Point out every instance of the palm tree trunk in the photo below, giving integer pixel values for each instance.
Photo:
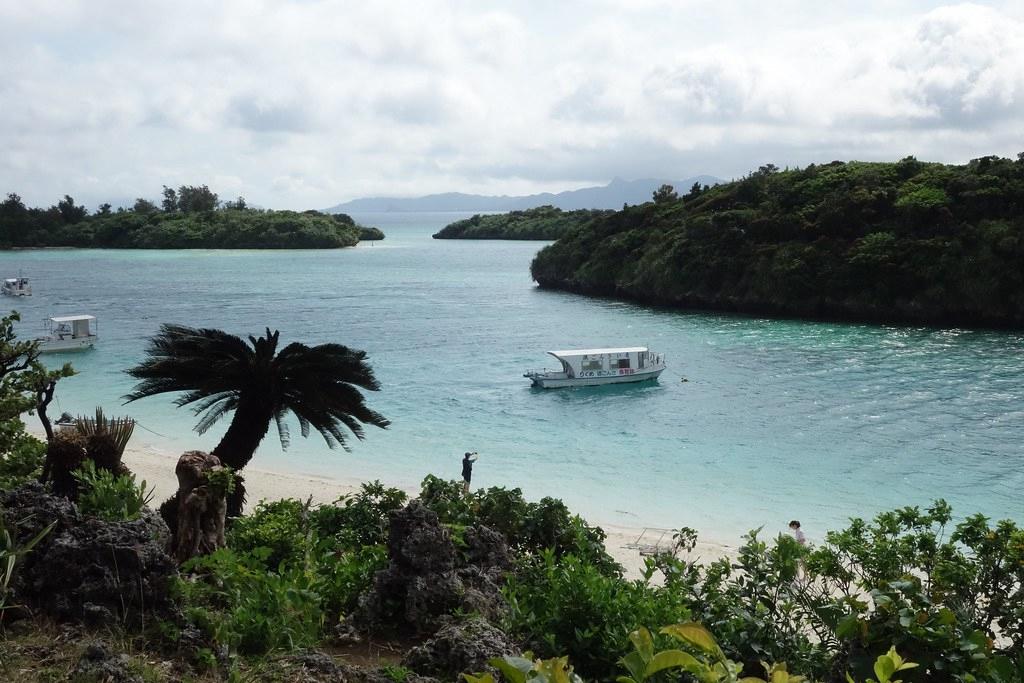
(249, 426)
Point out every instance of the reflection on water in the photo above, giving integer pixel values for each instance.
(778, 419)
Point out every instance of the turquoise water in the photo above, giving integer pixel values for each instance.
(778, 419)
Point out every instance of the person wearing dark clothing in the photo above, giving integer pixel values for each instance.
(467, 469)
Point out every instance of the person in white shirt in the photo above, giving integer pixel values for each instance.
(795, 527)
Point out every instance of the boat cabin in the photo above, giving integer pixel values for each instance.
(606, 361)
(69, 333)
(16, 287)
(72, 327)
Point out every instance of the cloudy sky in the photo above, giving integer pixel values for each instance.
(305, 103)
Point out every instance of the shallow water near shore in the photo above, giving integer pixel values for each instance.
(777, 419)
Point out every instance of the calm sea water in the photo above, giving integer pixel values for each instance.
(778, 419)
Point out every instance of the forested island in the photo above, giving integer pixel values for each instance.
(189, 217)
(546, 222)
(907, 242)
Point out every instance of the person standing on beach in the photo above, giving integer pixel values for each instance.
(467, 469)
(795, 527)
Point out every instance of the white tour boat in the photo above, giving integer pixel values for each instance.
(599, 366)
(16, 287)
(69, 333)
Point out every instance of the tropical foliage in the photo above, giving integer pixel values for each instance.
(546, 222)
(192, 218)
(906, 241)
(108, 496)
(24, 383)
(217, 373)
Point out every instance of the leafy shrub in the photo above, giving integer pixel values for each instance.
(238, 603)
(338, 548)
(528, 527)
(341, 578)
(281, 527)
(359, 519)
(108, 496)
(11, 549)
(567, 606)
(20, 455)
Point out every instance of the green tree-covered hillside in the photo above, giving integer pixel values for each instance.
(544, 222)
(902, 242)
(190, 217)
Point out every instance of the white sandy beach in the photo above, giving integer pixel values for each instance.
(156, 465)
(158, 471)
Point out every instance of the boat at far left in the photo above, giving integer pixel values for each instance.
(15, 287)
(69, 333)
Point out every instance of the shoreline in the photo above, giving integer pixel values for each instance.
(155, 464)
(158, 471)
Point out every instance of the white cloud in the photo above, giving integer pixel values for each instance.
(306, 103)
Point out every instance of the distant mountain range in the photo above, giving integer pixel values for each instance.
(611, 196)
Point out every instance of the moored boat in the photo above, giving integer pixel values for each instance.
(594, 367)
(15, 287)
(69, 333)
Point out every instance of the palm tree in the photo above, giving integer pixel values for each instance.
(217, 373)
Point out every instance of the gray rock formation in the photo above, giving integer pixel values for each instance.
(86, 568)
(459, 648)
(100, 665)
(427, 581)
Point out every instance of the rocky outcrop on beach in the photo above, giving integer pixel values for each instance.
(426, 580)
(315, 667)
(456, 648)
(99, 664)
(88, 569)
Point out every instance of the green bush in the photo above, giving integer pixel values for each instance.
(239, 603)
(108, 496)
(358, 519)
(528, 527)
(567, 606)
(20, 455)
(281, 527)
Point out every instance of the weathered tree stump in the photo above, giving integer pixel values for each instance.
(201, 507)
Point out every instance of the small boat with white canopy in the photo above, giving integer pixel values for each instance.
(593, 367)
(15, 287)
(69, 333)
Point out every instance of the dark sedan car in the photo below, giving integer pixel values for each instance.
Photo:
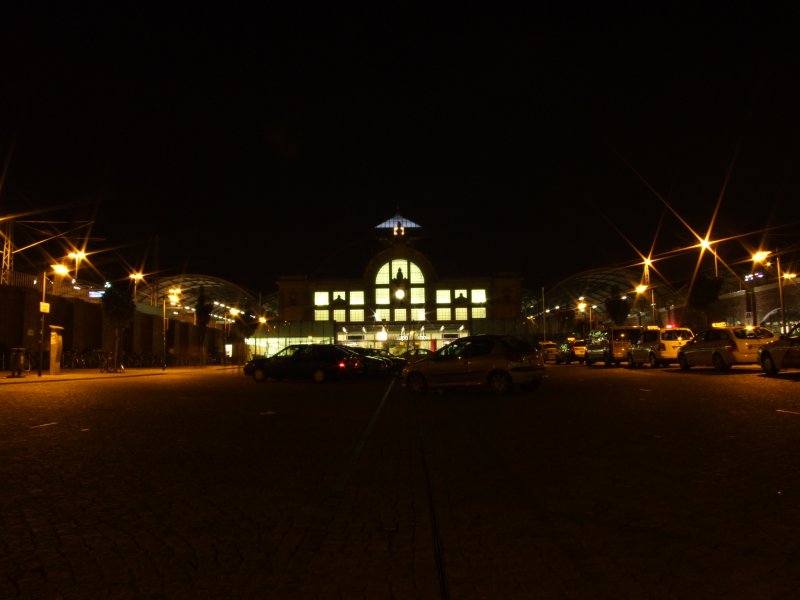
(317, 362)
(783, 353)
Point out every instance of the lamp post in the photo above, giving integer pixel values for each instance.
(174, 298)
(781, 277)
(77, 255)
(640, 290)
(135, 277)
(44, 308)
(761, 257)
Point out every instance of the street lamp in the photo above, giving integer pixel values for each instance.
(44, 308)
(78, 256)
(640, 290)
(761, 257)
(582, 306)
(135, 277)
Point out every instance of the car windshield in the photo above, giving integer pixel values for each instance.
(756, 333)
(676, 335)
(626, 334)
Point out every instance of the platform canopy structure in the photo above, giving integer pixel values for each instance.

* **WHAT THE TASK REQUIRES**
Copy out all of the material exactly as written, without its pictures.

* **FULL RESPONSE**
Point out every instance of the palm tree trunk in the photo below, giving integer pixel values for each instance.
Photo:
(249, 426)
Point out every instance of the reflection on water in the photo above, giving integer pixel values for each instance.
(778, 419)
Point out every instance of the turquoise water in the photo above, giving integer pixel values for each instance.
(778, 419)
Point out every instance of the person wearing dark clothing in the photo above, giving integer pixel values for each instance.
(467, 469)
Point out every instance of the person in white shirt in the photo above, giving integer pixel values for each instance.
(795, 527)
Point out every instance of the boat cabin in the photo above, giving integer pixel values for each instance.
(606, 361)
(69, 333)
(16, 287)
(72, 327)
Point out every instance of the cloudy sky in the photo above, giving integer pixel values for each instance.
(305, 103)
Point out every instance of the shallow water near shore in the photo above, giving integer pixel values for each instance.
(777, 419)
Point out every instance of the calm sea water in the photo above, giving integer pixel values for each instance.
(778, 419)
Point out every instance of the forested island in the photo above, giving integer pixel values for each instance.
(189, 217)
(546, 222)
(907, 242)
Point out every instance of the person standing on beach in the photo above, giving integer pixel values for each instance.
(467, 469)
(795, 527)
Point out every instance of the white tour boat in the photo above, giving integer pixel values for each instance.
(599, 366)
(16, 287)
(69, 333)
Point out every instance of the tropical foliage in the photo above, giving integer pixel values for each instance.
(546, 222)
(192, 218)
(906, 241)
(108, 496)
(24, 383)
(217, 373)
Point out every instance of the leafy shrub in the photo above, giving integer pixel values for each instance.
(238, 603)
(338, 548)
(528, 527)
(341, 578)
(281, 527)
(359, 519)
(108, 496)
(11, 549)
(567, 606)
(20, 455)
Point out every instance of the green tree-covered hillside in the photo above, giving integer pixel values for each instance.
(544, 222)
(902, 242)
(190, 217)
Point out every instance of the white sandy beach in the photo above, giving integer pixel values for each instance.
(156, 465)
(158, 471)
Point out every instance of the boat at far left in the photo above, giving integer pixel values for each instance.
(15, 287)
(69, 333)
Point out every instance of the shoreline in the photo above, giving integer pixel values for each instance.
(155, 464)
(158, 471)
Point out every instance of the white cloud in the photo above, giving integer pixel values for each instance.
(306, 103)
Point out every instance of the distant mountain range in the photo above, giving integer pixel values for each instance.
(611, 196)
Point out every instance of the moored boat in the photo above, giving integer pixel values for each instance.
(594, 367)
(15, 287)
(69, 333)
Point out every instance of the palm tree in the photo above, giving integer pixel values for each instance.
(217, 373)
Point out every instance of the gray rock formation in the photo above, giving integer pixel values for each instance.
(86, 568)
(459, 648)
(100, 665)
(427, 581)
Point out every instance of the rocky outcrop on beach in the photo above, giving integer pixel values for each instance.
(426, 580)
(315, 667)
(456, 648)
(99, 664)
(88, 569)
Point out every instance of the green bush in the photo above, giving integer pixel values for each instance.
(239, 603)
(108, 496)
(358, 519)
(528, 527)
(567, 606)
(20, 455)
(281, 527)
Point out every instance of the weathered tree stump in the photo above, giving integer pixel values for each instance.
(201, 507)
Point out every instance of the small boat with white canopy in the photo above, giving integer pixel values for each instance.
(593, 367)
(15, 287)
(69, 333)
Point out every instance of the dark sedan car in the photo below, giving integer pixel values for each instance.
Photo:
(317, 362)
(783, 353)
Point out every instance of the lamp post in the photo above, giving integer pixel values for each instance.
(174, 298)
(781, 277)
(77, 255)
(640, 290)
(135, 277)
(44, 308)
(761, 257)
Point out every instance of the street lamp in the photo above, giving integer pixel values for each instance.
(44, 308)
(78, 256)
(640, 290)
(761, 257)
(582, 306)
(135, 277)
Point out every instance of the car windshield in the photo above, giving integer pixel values for each instance.
(756, 333)
(676, 335)
(626, 334)
Point out every instance of the platform canopy structure in the photo above, giving integer pixel values for each instance.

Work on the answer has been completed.